Every line of the records below that holds the word "pulled" should be copied out.

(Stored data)
----------

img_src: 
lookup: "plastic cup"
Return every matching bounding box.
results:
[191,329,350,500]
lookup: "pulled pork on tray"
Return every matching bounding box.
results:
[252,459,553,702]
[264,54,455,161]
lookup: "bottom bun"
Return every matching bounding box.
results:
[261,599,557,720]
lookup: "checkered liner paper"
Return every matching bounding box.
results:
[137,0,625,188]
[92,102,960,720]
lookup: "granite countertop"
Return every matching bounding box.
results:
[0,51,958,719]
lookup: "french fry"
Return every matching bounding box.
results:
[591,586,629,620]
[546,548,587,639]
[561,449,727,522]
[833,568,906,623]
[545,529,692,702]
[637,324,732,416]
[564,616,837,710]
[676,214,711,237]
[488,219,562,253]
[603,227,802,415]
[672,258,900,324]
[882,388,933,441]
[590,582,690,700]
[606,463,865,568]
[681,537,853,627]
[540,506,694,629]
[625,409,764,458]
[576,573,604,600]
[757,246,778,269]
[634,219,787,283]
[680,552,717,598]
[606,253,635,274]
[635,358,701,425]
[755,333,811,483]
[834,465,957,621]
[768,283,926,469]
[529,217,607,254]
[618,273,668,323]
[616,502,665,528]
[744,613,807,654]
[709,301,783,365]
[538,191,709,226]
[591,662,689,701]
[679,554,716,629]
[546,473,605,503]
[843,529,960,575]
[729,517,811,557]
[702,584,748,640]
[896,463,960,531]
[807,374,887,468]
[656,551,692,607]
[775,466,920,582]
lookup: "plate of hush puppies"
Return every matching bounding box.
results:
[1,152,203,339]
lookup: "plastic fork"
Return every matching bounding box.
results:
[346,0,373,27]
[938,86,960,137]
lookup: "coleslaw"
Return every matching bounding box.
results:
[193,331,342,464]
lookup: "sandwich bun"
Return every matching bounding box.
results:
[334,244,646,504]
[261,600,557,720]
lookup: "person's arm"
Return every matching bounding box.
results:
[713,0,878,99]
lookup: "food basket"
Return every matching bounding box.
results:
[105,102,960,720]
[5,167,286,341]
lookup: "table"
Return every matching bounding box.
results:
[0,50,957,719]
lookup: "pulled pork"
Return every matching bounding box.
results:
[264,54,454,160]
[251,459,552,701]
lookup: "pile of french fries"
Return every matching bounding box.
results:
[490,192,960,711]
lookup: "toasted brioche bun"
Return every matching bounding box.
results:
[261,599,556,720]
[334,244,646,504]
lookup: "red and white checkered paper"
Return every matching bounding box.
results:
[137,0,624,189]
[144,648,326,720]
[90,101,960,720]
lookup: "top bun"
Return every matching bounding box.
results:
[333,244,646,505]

----------

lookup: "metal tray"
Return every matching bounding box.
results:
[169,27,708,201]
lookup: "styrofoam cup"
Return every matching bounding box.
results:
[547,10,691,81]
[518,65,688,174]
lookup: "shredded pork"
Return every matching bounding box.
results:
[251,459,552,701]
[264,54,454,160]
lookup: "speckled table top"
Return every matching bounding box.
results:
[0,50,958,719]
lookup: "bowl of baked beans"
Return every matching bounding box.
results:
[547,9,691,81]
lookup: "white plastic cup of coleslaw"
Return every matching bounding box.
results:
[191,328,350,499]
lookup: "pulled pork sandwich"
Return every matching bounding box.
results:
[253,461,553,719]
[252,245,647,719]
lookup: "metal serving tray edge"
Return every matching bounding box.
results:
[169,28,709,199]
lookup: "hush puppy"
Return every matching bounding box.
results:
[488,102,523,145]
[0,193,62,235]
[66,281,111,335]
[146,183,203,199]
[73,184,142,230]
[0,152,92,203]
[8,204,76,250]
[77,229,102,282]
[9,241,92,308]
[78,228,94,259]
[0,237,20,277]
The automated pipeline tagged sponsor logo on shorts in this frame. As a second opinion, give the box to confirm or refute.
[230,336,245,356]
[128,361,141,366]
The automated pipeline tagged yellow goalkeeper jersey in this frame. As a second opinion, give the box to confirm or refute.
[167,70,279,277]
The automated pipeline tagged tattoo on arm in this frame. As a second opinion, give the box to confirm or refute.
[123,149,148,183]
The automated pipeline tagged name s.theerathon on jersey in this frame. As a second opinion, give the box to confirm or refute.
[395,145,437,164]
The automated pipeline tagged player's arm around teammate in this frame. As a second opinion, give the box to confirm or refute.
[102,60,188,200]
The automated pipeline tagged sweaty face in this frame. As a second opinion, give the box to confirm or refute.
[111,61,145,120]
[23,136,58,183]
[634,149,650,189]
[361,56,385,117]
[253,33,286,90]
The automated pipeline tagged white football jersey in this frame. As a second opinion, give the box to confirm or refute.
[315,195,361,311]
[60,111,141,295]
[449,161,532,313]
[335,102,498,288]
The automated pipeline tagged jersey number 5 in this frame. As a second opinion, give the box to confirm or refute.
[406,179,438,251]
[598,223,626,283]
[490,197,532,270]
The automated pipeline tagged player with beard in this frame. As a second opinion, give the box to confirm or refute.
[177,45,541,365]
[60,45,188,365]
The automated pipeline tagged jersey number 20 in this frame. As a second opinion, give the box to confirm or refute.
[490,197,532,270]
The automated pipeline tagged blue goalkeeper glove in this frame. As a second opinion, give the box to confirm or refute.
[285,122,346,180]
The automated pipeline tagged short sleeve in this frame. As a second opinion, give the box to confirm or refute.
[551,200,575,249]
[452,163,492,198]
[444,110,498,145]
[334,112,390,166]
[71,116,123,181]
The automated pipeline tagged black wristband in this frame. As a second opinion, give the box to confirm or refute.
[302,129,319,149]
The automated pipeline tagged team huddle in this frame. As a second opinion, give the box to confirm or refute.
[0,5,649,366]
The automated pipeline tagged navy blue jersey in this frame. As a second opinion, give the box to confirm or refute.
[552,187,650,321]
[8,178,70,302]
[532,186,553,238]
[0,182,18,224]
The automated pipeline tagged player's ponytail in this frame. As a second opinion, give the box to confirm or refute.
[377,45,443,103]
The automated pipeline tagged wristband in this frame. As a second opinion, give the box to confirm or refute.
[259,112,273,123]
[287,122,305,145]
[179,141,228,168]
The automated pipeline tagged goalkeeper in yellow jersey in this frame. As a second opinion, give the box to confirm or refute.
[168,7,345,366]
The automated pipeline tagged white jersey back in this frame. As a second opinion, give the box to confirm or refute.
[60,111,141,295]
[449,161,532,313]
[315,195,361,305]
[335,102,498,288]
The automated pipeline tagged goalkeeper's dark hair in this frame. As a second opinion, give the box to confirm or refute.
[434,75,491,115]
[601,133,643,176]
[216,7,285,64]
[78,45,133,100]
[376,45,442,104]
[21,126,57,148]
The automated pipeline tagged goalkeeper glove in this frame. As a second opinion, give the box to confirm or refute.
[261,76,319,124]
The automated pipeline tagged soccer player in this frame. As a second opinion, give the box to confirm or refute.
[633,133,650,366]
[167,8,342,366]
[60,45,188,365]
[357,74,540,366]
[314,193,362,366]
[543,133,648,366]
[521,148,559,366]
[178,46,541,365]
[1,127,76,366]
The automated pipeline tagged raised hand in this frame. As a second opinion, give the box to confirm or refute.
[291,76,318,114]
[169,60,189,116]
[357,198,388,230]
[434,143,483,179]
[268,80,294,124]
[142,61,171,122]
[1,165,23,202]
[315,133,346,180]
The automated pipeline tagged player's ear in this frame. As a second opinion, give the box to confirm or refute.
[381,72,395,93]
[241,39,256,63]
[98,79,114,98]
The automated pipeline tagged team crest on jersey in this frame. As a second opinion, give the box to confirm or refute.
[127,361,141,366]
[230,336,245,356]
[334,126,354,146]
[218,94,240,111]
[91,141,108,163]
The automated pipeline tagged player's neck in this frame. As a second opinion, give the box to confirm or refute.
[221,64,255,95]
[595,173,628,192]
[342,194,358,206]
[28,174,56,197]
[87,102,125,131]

----------

▶ [Answer below]
lookup: "pulled pork on tray"
lookup: "pulled pork"
lookup: "pulled pork sandwich"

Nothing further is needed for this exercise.